Thursday, December 4, 2014

Grasping for Hope

For God alone my soul waits in silence;
     from him comes my salvation.
 
He alone is my rock and my salvation,
     my fortress; I shall never be shaken.
   Psalm 62:1-2

Back during the 2008 presidential campaign, then candidate Obama made a remark about how people in small town, Midwestern communities had endured the loss of jobs, crumbling economies, and other difficulties for many years. He said that considering their struggles it was no surprise "they cling to guns or religion or antipathy to people who aren't like them..." I was not a terribly smart political thing to say. Nonetheless, there is a certain element of truth to it. In times of great difficulty, all of us look for something to hold onto.

# # # #

▸ **Task brief**: Swap "fortress" for "stronghold" in the stretch of the devotional post from "For God alone" through "to hold onto.", and write out that stretch with the change.

# # # #

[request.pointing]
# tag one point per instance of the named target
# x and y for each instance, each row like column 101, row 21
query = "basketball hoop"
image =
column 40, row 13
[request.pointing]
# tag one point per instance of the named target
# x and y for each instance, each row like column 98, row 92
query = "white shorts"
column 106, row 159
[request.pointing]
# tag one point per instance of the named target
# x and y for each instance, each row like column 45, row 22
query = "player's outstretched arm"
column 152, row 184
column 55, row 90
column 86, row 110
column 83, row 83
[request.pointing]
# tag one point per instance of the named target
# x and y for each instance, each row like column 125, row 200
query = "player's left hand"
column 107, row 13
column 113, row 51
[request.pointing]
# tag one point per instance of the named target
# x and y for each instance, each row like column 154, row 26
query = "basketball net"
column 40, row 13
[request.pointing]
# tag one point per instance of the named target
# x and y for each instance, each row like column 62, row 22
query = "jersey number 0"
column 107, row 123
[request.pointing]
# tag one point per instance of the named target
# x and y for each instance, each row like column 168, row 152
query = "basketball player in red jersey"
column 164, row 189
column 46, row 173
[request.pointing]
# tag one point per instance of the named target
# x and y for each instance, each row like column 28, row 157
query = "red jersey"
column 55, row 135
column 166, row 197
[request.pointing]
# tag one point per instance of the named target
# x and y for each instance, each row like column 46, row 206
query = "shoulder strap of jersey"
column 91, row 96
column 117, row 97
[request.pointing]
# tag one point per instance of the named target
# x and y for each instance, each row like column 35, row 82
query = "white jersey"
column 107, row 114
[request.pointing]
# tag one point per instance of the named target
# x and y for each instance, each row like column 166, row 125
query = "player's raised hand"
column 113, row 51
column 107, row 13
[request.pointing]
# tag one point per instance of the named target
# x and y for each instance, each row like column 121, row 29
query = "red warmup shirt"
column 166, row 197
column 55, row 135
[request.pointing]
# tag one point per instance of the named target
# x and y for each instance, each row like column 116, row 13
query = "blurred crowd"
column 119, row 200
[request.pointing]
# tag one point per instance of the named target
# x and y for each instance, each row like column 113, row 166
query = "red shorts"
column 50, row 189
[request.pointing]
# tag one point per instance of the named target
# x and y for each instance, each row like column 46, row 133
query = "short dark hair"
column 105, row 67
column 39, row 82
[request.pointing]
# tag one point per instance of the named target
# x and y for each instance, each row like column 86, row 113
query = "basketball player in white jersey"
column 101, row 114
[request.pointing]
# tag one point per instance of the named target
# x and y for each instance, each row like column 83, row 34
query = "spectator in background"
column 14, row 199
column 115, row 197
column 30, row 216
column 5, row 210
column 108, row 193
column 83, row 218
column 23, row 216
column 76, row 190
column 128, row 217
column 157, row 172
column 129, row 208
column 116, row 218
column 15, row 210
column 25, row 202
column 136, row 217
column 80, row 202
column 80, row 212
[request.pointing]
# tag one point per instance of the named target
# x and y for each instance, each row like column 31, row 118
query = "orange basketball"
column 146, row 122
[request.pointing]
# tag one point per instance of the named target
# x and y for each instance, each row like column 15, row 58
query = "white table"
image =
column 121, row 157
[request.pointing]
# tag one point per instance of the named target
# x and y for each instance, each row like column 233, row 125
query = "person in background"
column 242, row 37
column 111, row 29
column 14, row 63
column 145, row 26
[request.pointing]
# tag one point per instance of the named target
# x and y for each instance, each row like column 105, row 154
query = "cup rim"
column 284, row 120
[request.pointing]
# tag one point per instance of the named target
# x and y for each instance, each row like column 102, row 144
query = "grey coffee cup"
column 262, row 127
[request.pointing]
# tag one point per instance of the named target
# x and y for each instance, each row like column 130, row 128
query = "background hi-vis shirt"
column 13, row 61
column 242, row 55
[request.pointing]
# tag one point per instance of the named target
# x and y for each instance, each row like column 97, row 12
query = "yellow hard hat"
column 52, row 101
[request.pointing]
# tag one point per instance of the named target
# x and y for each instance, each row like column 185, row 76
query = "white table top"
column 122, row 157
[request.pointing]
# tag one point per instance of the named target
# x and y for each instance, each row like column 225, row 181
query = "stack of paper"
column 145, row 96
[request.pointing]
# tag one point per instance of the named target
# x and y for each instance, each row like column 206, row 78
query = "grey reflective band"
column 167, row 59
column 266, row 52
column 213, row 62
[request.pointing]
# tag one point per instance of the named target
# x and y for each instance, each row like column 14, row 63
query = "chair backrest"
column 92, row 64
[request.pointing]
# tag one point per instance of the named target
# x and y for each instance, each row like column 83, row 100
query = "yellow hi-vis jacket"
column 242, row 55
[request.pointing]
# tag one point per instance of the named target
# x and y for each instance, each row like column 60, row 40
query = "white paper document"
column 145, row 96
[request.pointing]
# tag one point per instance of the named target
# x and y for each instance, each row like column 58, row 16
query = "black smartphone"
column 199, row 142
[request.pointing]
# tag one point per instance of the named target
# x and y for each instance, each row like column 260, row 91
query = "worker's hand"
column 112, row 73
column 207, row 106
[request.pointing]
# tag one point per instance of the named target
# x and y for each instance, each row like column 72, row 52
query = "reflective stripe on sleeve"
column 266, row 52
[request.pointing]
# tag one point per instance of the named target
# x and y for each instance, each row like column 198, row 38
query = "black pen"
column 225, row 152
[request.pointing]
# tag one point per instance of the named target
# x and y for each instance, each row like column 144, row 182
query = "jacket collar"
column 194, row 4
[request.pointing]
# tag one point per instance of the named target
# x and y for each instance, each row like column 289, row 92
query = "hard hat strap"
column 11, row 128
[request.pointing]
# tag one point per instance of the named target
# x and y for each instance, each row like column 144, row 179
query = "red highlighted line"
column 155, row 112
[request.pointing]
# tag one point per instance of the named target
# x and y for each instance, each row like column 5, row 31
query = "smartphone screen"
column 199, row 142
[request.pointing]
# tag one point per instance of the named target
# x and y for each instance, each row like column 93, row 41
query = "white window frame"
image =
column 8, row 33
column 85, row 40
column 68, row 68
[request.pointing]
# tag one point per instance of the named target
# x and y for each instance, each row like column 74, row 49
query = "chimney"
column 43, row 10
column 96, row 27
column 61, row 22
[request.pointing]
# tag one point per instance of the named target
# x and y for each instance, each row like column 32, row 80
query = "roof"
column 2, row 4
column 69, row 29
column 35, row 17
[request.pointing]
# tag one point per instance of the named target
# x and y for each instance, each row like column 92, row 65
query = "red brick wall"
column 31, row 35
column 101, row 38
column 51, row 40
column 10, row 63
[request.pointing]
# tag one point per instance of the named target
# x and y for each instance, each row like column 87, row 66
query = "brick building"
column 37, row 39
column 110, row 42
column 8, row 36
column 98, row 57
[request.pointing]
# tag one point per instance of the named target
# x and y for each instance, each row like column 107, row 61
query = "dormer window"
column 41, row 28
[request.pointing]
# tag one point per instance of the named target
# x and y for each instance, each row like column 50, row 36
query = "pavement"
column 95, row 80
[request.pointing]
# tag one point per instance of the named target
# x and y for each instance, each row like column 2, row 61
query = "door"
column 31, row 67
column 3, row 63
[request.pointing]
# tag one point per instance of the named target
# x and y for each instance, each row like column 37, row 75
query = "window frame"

# # # #

▸ **Result of this task**:
For God alone my soul waits in silence;
     from him comes my salvation.
 
He alone is my rock and my salvation,
     my stronghold; I shall never be shaken.
   Psalm 62:1-2

Back during the 2008 presidential campaign, then candidate Obama made a remark about how people in small town, Midwestern communities had endured the loss of jobs, crumbling economies, and other difficulties for many years. He said that considering their struggles it was no surprise "they cling to guns or religion or antipathy to people who aren't like them..." I was not a terribly smart political thing to say. Nonetheless, there is a certain element of truth to it. In times of great difficulty, all of us look for something to hold onto.